**PROBLEM TO SOLVE**: Locate every line in the entries below that contains the string "clicks", and copy each such line.

**DATASET ENTRIES**:
= = = = =

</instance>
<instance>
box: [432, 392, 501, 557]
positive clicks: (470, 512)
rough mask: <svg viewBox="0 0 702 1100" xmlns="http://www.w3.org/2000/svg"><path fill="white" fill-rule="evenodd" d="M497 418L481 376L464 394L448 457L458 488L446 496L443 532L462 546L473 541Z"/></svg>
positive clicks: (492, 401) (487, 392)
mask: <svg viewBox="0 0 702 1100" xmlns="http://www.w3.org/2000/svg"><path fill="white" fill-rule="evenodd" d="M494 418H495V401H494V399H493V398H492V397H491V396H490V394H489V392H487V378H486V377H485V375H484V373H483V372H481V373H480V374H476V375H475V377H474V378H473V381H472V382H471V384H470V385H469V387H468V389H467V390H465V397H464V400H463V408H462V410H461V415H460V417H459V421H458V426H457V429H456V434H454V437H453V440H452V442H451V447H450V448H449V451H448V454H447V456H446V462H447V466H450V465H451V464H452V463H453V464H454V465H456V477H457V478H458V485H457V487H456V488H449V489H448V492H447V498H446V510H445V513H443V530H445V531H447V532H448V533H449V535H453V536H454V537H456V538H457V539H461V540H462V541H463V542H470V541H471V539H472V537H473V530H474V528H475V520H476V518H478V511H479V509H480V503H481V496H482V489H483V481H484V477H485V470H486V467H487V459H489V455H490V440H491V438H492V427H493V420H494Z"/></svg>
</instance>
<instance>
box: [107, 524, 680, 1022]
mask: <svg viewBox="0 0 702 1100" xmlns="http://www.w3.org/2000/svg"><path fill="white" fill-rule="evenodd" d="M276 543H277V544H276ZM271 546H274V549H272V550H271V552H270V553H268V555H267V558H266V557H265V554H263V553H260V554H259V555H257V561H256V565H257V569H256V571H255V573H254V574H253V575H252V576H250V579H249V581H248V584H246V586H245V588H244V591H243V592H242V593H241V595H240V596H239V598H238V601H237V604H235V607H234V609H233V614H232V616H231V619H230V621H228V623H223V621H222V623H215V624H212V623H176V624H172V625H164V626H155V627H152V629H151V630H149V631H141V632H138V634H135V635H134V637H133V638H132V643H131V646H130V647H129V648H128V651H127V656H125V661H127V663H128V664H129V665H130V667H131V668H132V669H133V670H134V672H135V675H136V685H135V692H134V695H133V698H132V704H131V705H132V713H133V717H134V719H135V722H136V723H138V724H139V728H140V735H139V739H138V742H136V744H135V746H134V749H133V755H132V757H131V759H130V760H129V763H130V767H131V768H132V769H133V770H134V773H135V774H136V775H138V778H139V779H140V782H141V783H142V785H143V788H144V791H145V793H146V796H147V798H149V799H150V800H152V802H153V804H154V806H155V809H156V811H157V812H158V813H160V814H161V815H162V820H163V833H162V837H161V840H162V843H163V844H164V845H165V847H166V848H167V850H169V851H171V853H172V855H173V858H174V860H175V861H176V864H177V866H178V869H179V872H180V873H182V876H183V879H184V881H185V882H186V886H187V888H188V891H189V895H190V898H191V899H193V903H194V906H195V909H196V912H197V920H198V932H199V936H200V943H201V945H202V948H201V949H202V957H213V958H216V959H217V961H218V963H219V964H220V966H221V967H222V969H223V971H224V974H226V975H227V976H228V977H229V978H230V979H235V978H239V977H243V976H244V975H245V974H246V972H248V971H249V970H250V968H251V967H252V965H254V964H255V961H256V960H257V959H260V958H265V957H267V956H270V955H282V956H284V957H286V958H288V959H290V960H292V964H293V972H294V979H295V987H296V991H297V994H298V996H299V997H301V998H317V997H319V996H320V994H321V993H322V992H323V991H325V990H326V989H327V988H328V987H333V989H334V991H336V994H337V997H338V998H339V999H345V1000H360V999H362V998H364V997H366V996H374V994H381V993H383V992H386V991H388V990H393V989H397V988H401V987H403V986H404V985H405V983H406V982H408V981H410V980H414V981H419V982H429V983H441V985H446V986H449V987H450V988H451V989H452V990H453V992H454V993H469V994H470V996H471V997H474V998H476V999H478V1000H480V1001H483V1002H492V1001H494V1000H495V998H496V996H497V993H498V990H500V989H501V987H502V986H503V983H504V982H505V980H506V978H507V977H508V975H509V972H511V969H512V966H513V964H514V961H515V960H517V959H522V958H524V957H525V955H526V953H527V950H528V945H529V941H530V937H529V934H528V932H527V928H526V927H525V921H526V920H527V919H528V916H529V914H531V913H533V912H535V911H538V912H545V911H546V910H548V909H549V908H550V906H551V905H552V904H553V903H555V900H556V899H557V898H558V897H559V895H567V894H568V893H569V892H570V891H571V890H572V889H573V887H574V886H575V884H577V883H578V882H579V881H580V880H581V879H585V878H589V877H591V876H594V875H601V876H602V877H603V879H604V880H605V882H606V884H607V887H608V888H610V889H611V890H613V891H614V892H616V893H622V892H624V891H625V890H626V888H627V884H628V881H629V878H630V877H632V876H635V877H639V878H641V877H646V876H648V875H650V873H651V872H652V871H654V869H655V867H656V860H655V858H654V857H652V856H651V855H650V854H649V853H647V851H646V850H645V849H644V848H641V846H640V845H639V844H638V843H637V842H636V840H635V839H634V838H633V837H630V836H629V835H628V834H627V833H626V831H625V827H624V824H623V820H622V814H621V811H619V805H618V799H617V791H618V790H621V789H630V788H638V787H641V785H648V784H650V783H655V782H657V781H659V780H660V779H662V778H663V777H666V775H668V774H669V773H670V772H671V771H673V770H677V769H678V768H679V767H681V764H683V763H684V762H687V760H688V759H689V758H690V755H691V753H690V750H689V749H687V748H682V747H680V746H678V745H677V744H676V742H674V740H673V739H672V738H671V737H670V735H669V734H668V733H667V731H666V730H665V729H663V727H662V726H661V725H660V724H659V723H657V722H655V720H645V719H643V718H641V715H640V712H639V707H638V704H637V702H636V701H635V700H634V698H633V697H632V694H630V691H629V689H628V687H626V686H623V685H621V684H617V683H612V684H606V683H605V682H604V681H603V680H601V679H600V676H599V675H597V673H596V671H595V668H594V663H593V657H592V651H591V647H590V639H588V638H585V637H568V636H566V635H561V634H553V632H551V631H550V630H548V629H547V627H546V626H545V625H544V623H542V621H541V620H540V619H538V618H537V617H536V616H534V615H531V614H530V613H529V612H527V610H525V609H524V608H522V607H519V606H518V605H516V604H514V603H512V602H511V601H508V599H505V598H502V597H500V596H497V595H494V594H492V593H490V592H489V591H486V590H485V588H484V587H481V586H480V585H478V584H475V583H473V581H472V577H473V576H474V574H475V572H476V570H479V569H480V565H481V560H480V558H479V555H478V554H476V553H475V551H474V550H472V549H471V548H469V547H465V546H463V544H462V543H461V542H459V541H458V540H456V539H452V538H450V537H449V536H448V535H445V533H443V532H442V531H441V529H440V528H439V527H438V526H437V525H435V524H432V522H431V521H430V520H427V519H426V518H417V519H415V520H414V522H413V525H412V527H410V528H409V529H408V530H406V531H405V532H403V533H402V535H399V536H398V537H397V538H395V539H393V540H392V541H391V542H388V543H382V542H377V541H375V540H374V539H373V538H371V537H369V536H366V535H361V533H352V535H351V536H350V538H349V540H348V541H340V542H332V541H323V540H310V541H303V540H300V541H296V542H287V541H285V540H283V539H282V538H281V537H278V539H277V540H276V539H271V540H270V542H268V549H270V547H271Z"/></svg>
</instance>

= = = = =

**EXERCISE SOLUTION**:
positive clicks: (470, 512)
positive clicks: (492, 401) (487, 392)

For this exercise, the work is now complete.